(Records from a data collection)
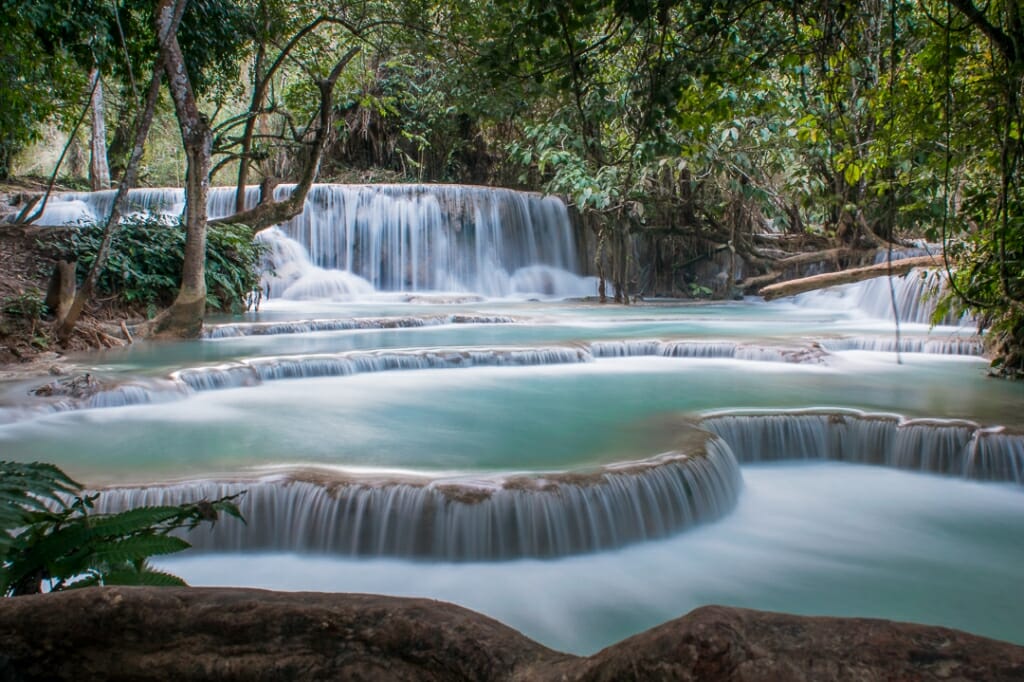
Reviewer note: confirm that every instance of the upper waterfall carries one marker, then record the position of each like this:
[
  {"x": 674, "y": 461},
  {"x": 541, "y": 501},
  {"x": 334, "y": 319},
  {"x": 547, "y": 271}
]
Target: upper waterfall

TASK ITEM
A word-for-word copy of the records is required. Leave out every picture.

COMPLETED EXERCISE
Reviewer note: confirm that every instance of the upper waterfall carries one marker, then record the position of each like this:
[
  {"x": 674, "y": 461},
  {"x": 541, "y": 501},
  {"x": 334, "y": 319},
  {"x": 547, "y": 271}
]
Target: upper waterfall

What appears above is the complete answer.